** What is required **
Please state how many lines of the material below contain the word "would", matching case exactly. Reply with the number alone.

** Dataset rows **
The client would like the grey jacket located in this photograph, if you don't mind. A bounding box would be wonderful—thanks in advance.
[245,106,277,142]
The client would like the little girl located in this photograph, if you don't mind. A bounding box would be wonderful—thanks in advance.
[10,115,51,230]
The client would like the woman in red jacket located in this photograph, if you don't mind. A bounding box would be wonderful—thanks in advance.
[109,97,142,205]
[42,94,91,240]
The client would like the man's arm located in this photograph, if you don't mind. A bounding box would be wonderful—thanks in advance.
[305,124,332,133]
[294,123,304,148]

** Response to the exercise **
4